Supplied text |
▬▬▬

For recording a high resistance, you can employ a reliable technique that is the inverse of the one detailed above for measuring low resistances. In this approach, a voltage is forced, and the current is measured so that the resistance be calculated (again in accordance with Ohm’s Law). There are a few ways that you can perform this method:

The first method needs a high-precision instrument which is designed to measure at very low currents. If your voltage source and current meter have a negligible resistance, you can force 5 volts through the meter connected to the DUT and record the current. For example, if the resistance is a million ohms (1 mega-ohm), the current would be relatively small at 5 μA.

A different method for measuring large resistances is to employ a voltage source in series, alongside a known test resistance that will stimulate the unknown resistance, followed by measuring the voltage across the test resistance (see Figure 3 below). With the value of the test voltage source already known, alongside the known resistance and the voltage across this resistance (including Ohm’s Law and bit of algebra), enables you to determine the unknown resistance:  Figure 3. Sourcing Voltage Through a Known Resistor

For this technique to be effective, the value of the test resistance needs to be within one or two orders of magnitude of the unknown resistance. Again, your voltmeter will need to have a good accuracy, otherwise an error will be present in your measurements. Additionally, the voltmeter used to measure Vtest should not load the circuit, i.e. its input impedance should be around 100 to 1,000 times greater than Rtest.

Another problem with performing high resistance measurements, is that, even when insulated cables are used, no insulation is 100% perfect—there is always some form of current leakage. For example, there could be 10 million ohms of resistance between the center of the wire and the surface it is placed on, so the current leakage could affect your measurement in an adverse manner.

To minimize this, you can employ a technique known as ‘guarding’, which uses a shielded cable alongside a separate voltage source which goes into the shields and around the cables. The separate voltage source is used to apply the same voltage to the shield.

▬▬▬

Work to complete |
a: According to the passage on measuring high resistance, how large should the input impedance of the voltmeter measuring Vtest be compared with Rtest?
b: Transcribe the part of the passage on measuring high resistance starting with "The first method" and going on through "small at 5 μA.".
c: Write the next part of the passage on measuring high resistance, picking up after its final sentence.

▬▬▬

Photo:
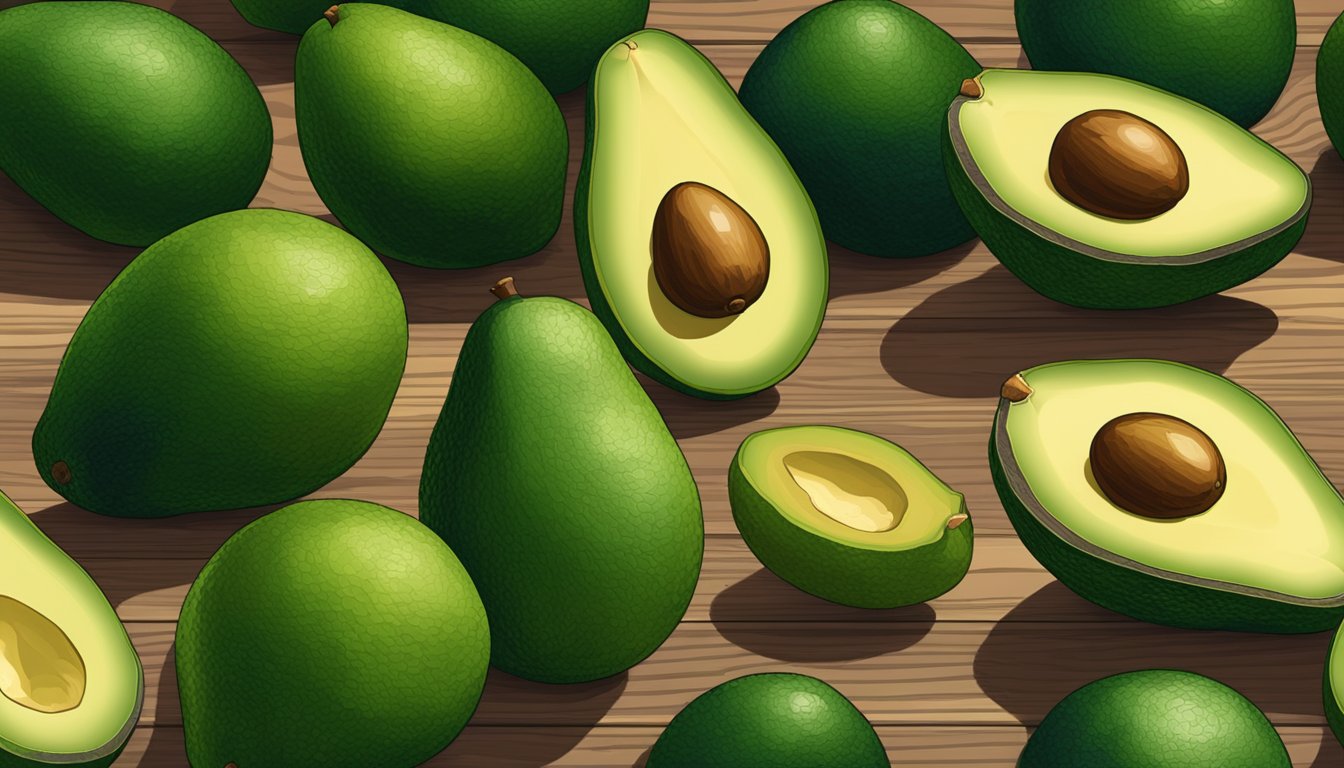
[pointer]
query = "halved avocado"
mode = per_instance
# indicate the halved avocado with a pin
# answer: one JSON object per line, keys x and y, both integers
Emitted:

▬▬▬

Answers for the tasks |
a: It should be around 100 to 1,000 times greater than Rtest.

b:
The first method needs a high-precision instrument which is designed to measure at very low currents. If your voltage source and current meter have a negligible resistance, you can force 5 volts through the meter connected to the DUT and record the current. For example, if the resistance is a million ohms (1 mega-ohm), the current would be relatively small at 5 μA.

c:
In this approach, even though there’s a resistance between the central conductor and the shield, they are maintained at the same voltage. This means that there is no leakage of the current because a separate voltage source was used to guard it. This technique works well but needs a meter that has been designed to provide a guard voltage or a second voltage source.

When a high-range resistance is being measured, you will find that you can drastically reduce your measurement errors by employing one of the above methods.

## Intermediate Resistance Measurements

Within the intermediate range, the employed technique will ultimately depend on the measuring device being used—there’s no one method that can be relied on. Luckily, errors are less frequent, and measurements are more direct within measuring within the intermediate resistance range.

## Summary

At resistance values below 10,000 ohms, you can employ the techniques above for the low resistance ranges. When the values are at 100 ohms and lower, it is imperative to obtain accurate readings. Similarly, at values above 100,000 ohms, i.e. high resistance ranges, it is best to employ the force voltage technique as described above.

Basically, when obtaining resistance measurements, you will need to understand whether you’re in a high or low resistance range and apply the appropriate techniques– as this will help to minimize, or completely negate any large errors from occurring and give you much higher measurement accuracy. This information has been sourced, reviewed and adapted from materials provided by CAS DataLoggers.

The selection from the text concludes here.